Trecho de origem:
----------

O riso e a releitura da história como sofrimento dos homens

O romance A gloriosa família - o tempo dos flamengos, de Pepetela, encena a cidade de Luanda durante os sete anos de ocupação holandesa estabelecida pela Companhia das Índias Ocidentais em Angola, entre os anos de 1641 a 1648. Ele se estrutura em doze capítulos, ao longo dos quais tomamos contato com o ambiente conflituoso da cidade de Luanda dividida entre portugueses, holandeses e nativos. Esse ambiente é filtrado pela perspectiva de um narrador personagem escravo e mestiço que, a partir da focalização da família do personagem Baltazar Van Dum, um holandês casado com a nobre africana D. Inocência, nos conta sobre as políticas comerciais, a teia de corrupções e os jogos de intrigas e influências caracterizadores das relações políticas e pessoais que estão na base da formação da futura nação angolana, constituída de um mosaico de diferenças de etnias, credos e culturas.

----------

Tarefas:
1. No trecho sobre o romance A gloriosa família, quais são os grupos entre os quais a cidade de Luanda aparece dividida? Liste todos.
2. Por favor, reproduza o trecho sobre o romance A gloriosa família de "O romance A" até "credos e culturas.", incluindo essas palavras.
3. Escreva o que vem depois da última frase do trecho sobre o romance A gloriosa família.

----------

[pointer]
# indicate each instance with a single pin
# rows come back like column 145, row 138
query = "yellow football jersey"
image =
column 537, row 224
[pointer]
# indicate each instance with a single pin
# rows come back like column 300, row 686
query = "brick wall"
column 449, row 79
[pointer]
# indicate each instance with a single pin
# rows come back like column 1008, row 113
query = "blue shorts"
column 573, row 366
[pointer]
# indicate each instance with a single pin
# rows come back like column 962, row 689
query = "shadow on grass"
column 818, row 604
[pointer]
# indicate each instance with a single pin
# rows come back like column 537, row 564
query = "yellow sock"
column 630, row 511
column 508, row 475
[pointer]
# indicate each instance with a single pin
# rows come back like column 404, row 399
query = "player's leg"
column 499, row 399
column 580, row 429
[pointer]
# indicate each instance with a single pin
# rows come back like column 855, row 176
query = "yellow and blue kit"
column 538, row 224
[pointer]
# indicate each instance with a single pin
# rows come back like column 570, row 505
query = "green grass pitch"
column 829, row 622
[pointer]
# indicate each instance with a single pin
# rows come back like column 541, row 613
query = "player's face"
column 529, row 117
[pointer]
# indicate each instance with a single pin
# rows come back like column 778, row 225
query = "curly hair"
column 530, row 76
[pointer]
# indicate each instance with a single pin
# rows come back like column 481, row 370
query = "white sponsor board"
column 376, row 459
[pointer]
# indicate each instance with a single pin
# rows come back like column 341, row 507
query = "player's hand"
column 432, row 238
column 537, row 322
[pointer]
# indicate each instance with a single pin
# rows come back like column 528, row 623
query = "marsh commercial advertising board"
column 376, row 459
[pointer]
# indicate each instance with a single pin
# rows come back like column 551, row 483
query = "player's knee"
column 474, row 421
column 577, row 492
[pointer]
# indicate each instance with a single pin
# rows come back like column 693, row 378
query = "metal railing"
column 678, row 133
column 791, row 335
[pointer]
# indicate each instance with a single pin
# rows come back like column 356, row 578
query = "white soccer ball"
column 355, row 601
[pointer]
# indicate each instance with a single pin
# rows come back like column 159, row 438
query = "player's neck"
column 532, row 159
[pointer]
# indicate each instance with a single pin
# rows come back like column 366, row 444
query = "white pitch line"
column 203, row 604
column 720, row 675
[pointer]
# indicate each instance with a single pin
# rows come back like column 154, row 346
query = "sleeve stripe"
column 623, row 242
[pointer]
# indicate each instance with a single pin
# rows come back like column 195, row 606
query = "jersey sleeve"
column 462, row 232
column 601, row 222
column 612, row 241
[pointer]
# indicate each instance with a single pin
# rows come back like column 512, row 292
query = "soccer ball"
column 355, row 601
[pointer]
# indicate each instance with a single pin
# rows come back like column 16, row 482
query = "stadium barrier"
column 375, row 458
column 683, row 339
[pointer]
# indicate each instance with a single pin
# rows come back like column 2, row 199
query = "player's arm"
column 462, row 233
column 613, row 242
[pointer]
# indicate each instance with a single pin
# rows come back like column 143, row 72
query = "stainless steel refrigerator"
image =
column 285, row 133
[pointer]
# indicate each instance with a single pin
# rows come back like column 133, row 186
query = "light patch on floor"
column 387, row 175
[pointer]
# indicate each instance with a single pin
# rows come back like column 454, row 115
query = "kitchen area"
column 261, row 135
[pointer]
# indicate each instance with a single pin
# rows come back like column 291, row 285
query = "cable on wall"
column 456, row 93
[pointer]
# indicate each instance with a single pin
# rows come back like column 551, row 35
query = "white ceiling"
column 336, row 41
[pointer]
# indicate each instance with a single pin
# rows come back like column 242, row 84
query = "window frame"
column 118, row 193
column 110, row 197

----------

Respostas do exercício:
1. Portugueses, holandeses e nativos.

2.
O romance A gloriosa família - o tempo dos flamengos, de Pepetela, encena a cidade de Luanda durante os sete anos de ocupação holandesa estabelecida pela Companhia das Índias Ocidentais em Angola, entre os anos de 1641 a 1648. Ele se estrutura em doze capítulos, ao longo dos quais tomamos contato com o ambiente conflituoso da cidade de Luanda dividida entre portugueses, holandeses e nativos. Esse ambiente é filtrado pela perspectiva de um narrador personagem escravo e mestiço que, a partir da focalização da família do personagem Baltazar Van Dum, um holandês casado com a nobre africana D. Inocência, nos conta sobre as políticas comerciais, a teia de corrupções e os jogos de intrigas e influências caracterizadores das relações políticas e pessoais que estão na base da formação da futura nação angolana, constituída de um mosaico de diferenças de etnias, credos e culturas.

3.
Mas o que mais chama a atenção no romance é a sua construção enunciativa. Ela dá forma a um discurso polifônico, que se articula a partir do cruzamento de vozes distintas. A polifonia resulta da dissonância do cruzamento dessas vozes imiscíveis, do conjunto de ideias, pensamentos e palavras delas originadas, que soam na narrativa de modo a tornar visível sua diferença. Isso nos permite dizer que o objeto do romance é “a polifonia de princípio e, por assim dizer, irrevogável” (BAKHTIN, 1981, p. 235) que o caracteriza, que faz com que nele o que importe, acima de tudo, seja a própria distribuição das vozes e a sua interação pelo diálogo. O romance é totalmente dialógico.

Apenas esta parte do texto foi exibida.